- What you will do -
Transcribe all records, preserving every character.

═════ Task input ═════

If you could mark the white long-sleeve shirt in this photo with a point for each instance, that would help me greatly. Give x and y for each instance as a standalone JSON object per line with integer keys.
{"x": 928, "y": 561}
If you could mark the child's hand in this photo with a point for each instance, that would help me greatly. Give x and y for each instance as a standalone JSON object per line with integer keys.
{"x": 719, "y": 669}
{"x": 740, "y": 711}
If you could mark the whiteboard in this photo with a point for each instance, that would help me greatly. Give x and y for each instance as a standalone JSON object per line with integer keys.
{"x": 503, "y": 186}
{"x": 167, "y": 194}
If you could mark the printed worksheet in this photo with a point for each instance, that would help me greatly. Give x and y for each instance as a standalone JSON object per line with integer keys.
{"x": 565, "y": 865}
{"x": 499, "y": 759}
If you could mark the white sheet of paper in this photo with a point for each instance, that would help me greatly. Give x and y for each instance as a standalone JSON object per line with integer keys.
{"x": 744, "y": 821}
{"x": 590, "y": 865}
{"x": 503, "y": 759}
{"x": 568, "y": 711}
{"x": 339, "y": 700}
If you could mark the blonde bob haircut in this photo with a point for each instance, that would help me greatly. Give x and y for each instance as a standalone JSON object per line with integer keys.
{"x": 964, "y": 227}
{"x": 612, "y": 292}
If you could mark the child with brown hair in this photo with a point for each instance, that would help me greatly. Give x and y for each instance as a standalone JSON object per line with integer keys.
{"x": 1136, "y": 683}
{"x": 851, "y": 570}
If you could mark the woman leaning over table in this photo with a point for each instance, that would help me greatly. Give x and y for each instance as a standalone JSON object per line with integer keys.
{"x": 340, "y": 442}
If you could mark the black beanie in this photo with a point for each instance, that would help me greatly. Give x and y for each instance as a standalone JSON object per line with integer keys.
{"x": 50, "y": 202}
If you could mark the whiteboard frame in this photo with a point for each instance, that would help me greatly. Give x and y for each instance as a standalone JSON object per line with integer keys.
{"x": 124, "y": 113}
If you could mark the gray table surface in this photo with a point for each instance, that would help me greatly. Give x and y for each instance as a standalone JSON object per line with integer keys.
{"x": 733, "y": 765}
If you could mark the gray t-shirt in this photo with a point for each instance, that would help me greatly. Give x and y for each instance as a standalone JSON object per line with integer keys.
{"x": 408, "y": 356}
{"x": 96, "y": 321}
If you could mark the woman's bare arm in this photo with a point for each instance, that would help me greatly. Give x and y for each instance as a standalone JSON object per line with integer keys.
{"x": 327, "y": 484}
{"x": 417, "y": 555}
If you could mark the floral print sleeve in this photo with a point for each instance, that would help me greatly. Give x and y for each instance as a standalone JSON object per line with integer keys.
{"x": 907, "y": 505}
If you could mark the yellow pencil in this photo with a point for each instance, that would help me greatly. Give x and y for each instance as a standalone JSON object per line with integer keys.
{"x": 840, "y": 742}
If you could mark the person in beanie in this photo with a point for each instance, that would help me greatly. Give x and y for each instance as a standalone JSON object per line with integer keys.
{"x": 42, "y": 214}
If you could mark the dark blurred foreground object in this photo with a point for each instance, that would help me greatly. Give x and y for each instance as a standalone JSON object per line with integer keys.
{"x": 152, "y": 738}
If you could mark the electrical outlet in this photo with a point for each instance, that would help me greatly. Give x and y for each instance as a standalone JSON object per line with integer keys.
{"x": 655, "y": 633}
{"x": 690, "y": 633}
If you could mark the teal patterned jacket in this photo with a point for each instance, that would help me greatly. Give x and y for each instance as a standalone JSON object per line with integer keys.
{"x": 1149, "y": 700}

═════

- Completed task -
If you could mark the white long-sleeve shirt in this photo with a point for each instance, that would help me greatly. Give x and y for each instance as a standalone JSON object per line with integer keys.
{"x": 928, "y": 561}
If you could mark the child's hand in this photo with a point for each instance, that would help me greatly. Give x and y for each instance as a standalone JSON object per line with integer keys.
{"x": 719, "y": 669}
{"x": 740, "y": 711}
If you could mark the whiteboard in this photo with a point for each instance, that would help me greatly. Give x and y for each instance as a standalone JSON object per line with integer keys.
{"x": 503, "y": 186}
{"x": 167, "y": 194}
If you could mark the printed worksheet in this photo with a point for each instance, that would help me greatly. Give x and y for each instance as a standalone JSON object per line with integer keys.
{"x": 565, "y": 865}
{"x": 499, "y": 759}
If you could mark the white sheet of paper in this photo with a point for each instance, that would help me greatly. Give x and y for each instance as a standalone JSON object per line with integer keys.
{"x": 744, "y": 821}
{"x": 590, "y": 865}
{"x": 503, "y": 759}
{"x": 568, "y": 711}
{"x": 339, "y": 700}
If you could mark the blonde bob haircut in this photo with a point for each instance, that would help me greatly. Give x and y for each instance as a standalone JSON object per line with integer keys.
{"x": 964, "y": 227}
{"x": 612, "y": 292}
If you could mark the child with brown hair in this photo with a point for each instance, that would help me greatly. Give x and y for each instance as a standalone JSON object per line with integer keys.
{"x": 1136, "y": 683}
{"x": 851, "y": 570}
If you could mark the woman leaning over table in this photo with a point for each instance, that would help me greatly. Give x and y for each instance as a standalone JSON object per line with integer keys.
{"x": 340, "y": 442}
If you could mark the black beanie in this photo with a point for each instance, that would help me greatly. Give x and y for each instance as a standalone JSON object per line with integer keys.
{"x": 50, "y": 202}
If you could mark the whiteboard frame in this photo with a point for each instance, that would help me greatly. Give x and y for each instance as a standalone JSON object per line with integer keys.
{"x": 124, "y": 113}
If you could mark the gray table surface in this photo with a point for each instance, that would help me greatly. Give x and y for each instance as a standalone JSON object per line with integer keys.
{"x": 733, "y": 765}
If you could mark the gray t-shirt in this photo with a point for each instance, that would help me greatly. Give x and y for each instance as a standalone JSON object per line with integer keys.
{"x": 408, "y": 356}
{"x": 96, "y": 321}
If you could mark the woman's bare arm in this photo with a point for each instance, that would help me greatly. Give x and y for each instance as a standalone JSON object per line with integer keys.
{"x": 327, "y": 484}
{"x": 417, "y": 555}
If you could mark the floral print sleeve in this photo with a point for each instance, that would help me greatly. Give x and y for each instance as a standalone JSON object per line with integer keys.
{"x": 907, "y": 505}
If you could mark the yellow pencil in this photo with a point for each instance, that would help me greatly. Give x and y for each instance as a standalone JSON object per line with integer keys.
{"x": 840, "y": 742}
If you could mark the person in beanie in this photo with a point for each instance, that would help me greatly. Give x and y for each instance as a standalone JSON object per line with integer keys.
{"x": 42, "y": 214}
If you could mark the dark blurred foreground object in this photo with a point for each instance, that would help me greatly. Give x and y for each instance as a standalone JSON object per line with integer keys.
{"x": 152, "y": 738}
If you could mark the electrical outlet in this photo with a point for each instance, that would help me greatly. Give x and y for each instance as a standalone JSON object per line with integer keys.
{"x": 655, "y": 633}
{"x": 690, "y": 633}
If you could mark the teal patterned jacket in this photo with a point for each instance, that would help me greatly. Give x and y for each instance as a standalone JSON object per line with integer keys.
{"x": 1149, "y": 700}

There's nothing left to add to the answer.